How useful are tests?
Posted on 08-12-2013
This is part one of my review of Daniel Koretz’s Measuring Up: What Educational Testing Really Tells Us. Part two, Validity and reliability, is here. Part three, Why teaching to the test is so bad, is here.
I’ve recently finished reading an excellent book about assessment by Daniel Koretz, a professor of education at Harvard University. It’s called Measuring Up: What Educational Testing Really Tells Us. It is very readable and clarifies a number of tricky issues about assessment. It’s yet another book which you would struggle to find on any English teacher training course but which I think provides answers to the questions a lot of teachers ask all the time.
As well as being interesting and useful for teachers, Koretz’s book should also be required reading for policymakers in the UK and US. Koretz is American and the book largely focuses on the American context. But it is startling to see just how similar the misuses of tests have been in both countries, and how similar the important issues are. Startling, and also quite depressing – policymakers and educationalists on both sides of the Atlantic have made almost exactly the same mistakes.
In the next few blog posts, I am going to summarise the main things I learnt from reading this book.
How useful are tests?
It is not difficult to find things that have gone wrong with the way tests are used in this country. Indeed, it might be harder to find things that are right about our assessment system. Teaching to the test, focussing resources on C/D borderline pupils, constant resits, the pressure of league tables, the variation between different exam boards – those are just a few things that are wrong with our assessment system. Given the pernicious effect of many of the above developments, it is not hard to see why many people would want the abolition of league tables at the very least, and why some would call for the abolition of exams entirely. Often, the debate seems to polarise around these two extremes. In this debate, one side see any criticism of the exam system as an attempt to evade accountability, and the other side see any defence of exams as being opposed to the true aims of education.

(Saved data entries)
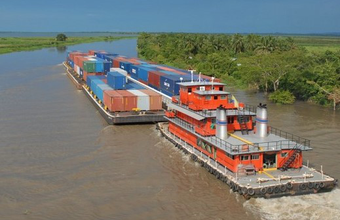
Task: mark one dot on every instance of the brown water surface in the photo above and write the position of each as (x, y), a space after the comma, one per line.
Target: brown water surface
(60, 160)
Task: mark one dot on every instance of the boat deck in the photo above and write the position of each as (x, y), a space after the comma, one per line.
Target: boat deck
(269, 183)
==
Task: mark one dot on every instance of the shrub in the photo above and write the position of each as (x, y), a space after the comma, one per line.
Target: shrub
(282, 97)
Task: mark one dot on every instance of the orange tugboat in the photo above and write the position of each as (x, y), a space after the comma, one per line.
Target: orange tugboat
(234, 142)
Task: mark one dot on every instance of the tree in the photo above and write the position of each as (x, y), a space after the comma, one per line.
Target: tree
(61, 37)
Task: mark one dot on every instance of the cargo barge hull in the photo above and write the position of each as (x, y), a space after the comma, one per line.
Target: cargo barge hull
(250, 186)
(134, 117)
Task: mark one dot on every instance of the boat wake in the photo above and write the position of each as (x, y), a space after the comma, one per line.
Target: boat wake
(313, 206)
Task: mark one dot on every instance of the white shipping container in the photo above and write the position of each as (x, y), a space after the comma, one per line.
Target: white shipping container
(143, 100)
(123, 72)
...
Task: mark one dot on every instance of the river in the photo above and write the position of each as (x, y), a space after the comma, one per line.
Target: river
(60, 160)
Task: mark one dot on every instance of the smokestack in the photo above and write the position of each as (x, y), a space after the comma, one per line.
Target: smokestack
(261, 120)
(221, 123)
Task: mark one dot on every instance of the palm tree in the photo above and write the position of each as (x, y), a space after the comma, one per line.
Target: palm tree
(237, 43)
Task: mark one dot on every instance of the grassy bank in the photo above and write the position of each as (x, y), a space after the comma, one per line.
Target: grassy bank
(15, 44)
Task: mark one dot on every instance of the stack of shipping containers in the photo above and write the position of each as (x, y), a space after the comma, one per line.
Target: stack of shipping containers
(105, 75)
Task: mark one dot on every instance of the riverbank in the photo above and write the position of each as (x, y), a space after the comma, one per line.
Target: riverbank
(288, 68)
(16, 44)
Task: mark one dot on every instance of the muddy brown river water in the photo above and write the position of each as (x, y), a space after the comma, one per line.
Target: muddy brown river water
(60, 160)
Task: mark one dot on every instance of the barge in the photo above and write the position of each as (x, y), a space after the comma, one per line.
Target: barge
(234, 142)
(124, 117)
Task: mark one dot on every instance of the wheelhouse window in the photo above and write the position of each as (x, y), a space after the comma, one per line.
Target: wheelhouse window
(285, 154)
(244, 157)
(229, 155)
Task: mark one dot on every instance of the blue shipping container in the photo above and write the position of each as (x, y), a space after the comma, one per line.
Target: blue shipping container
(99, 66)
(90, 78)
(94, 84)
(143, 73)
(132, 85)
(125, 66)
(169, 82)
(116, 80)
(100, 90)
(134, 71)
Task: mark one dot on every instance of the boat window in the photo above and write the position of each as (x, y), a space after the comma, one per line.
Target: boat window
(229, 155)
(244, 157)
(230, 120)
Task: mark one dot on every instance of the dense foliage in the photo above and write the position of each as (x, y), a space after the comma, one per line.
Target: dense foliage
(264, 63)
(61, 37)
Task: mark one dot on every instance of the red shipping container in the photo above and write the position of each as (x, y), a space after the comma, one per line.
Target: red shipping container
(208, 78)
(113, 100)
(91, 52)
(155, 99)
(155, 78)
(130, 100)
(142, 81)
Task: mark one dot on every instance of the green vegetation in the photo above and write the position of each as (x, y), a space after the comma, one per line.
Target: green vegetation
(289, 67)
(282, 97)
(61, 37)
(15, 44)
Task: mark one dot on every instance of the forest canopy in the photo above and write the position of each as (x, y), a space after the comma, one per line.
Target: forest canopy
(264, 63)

# Work to complete:
Carry on the blog post about tests, picking up right after its last sentence. This data comes from a different source than the blog post about tests.

# Task result:
Koretz makes a number of arguments that will be very uncomfortable for policymakers, and tells a few anecdotes about his meetings with education policymakers and the errors and false assumptions many of them make. He argues that tests have been misused, that high-stakes tests have created perverse incentives, and that some tests are inimical to the true aims of education. He denies the possibility of an optimal test, and rejects the idea that one measure can ever tell us all we need to know about education. But he is also equally firm that tests can provide us with useful information. He is critical of those who dismiss tests as devices for ‘creating winners and losers’, pointing out rather that tests merely reveal winners and losers. In a sense, his is a kind of Nixon-to-China position – he is able to criticise the ways assessments have been used in such strong terms because his background in devising assessments means that no-one can doubt his commitment to them as providers of useful information. And indeed, Koretz does make it clear that ‘careful testing can in fact give us tremendously valuable information about student achievement that we would otherwise lack and it does rest on several generations of accumulated scientific research and development.’
Koretz himself uses the Nixon-to-China analogy to describe a fellow assessment expert, E.F. Lindquist. Lindquist devised many of the major American assessments, but also wrote a paper outlining the limitations such assessments had. So what are the strengths and limitations of tests? Tests can never directly measure what we want to measure. The ultimate aim of education is for our pupils to apply their skills in real life contexts long after their education has finished. But this is exceptionally difficult to measure. We can’t have individuals going around tracking adults seeing if they apply algebra in every day life or if they read 19th century novels before going to sleep at night. Even if you could, you would have great difficulty compiling a scale to measure this kind of performance. And of course if you waited this long to make an assessment then you wouldn’t be able to use the information from it to improve instruction. So an assessment never can be a direct measure of the aims of education. (An article here notes that this is an important difference between test scores and the types of measures often used in evaluating hospitals such as patient survival rates. ‘Patient survival is not an indicator of the desired end-state, it is the desired end-state for heart surgery.’ By contrast, test scores are only indicators of the desired end-state.) In Koretz’s words:
Test scores usually do not provide a direct and complete measure of educational achievement. Rather they are incomplete measures, proxies for the more comprehensive measures that we would ideally use but that are generally unavailable to us.
For E.F. Lindquist, this led to certain conclusions about the structures of tests. It meant 1) that tests should focus on measuring what pupils have learnt from the curriculum, as this is the clearest proxy for educational achievement. 2) The point of a test is to elicit the behaviour you want to measure. 3) You need to standardize the test so that it is the same for everyone. 4) Tests should isolate specific knowledge and skills, because if they don’t, you won’t know what it is that caused the failure or success on that test. 5) As a result of these limitations, we should not rely solely on test scores for information about a pupil’s achievement. Koretz suggests that these sources might include the kind of information colleges and universities require for admissions – teacher assessments, personal statements, persistence in extra-curricular activities, etc.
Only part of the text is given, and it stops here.